◆ **PROBLEM DESCRIPTION**
When checking the entries below, count every line with the word "shore", then give only that number.

(Saved entries)
──────

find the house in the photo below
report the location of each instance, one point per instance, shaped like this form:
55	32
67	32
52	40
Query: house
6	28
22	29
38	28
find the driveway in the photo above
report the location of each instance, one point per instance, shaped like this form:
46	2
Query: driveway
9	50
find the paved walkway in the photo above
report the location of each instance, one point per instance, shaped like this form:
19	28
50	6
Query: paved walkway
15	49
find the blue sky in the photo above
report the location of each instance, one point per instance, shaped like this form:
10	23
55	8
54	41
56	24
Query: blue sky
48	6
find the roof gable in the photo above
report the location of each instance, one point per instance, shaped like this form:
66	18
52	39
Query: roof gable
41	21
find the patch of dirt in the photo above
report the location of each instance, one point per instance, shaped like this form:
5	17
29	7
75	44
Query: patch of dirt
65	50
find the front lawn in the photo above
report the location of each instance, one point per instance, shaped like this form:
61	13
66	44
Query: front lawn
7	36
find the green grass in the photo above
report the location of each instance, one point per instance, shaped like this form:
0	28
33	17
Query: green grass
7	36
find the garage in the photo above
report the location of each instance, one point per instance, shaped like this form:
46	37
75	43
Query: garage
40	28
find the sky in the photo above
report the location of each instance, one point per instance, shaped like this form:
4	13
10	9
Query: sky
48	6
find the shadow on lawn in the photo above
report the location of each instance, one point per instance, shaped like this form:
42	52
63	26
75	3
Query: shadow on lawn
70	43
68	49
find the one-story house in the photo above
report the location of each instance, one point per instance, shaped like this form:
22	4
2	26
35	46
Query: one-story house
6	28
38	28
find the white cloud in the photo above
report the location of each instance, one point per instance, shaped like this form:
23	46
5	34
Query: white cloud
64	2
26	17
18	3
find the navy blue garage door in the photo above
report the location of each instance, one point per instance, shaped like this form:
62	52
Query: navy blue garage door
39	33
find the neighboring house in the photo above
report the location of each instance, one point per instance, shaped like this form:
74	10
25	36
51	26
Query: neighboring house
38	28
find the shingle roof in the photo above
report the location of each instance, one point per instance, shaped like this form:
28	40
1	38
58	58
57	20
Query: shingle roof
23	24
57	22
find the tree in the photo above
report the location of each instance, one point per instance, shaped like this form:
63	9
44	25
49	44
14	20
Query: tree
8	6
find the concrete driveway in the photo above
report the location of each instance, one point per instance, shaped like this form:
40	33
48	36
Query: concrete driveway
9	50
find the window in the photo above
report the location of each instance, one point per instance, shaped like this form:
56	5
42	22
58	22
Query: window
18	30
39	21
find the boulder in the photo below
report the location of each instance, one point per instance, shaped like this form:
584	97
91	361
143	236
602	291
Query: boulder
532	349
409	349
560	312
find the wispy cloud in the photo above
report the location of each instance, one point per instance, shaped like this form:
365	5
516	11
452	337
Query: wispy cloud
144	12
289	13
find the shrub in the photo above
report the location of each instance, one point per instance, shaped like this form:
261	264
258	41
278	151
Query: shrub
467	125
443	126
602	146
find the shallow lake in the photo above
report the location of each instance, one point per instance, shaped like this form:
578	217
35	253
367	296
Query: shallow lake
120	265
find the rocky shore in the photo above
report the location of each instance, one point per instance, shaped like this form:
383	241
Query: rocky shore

──────

◆ **TASK ANSWER**
2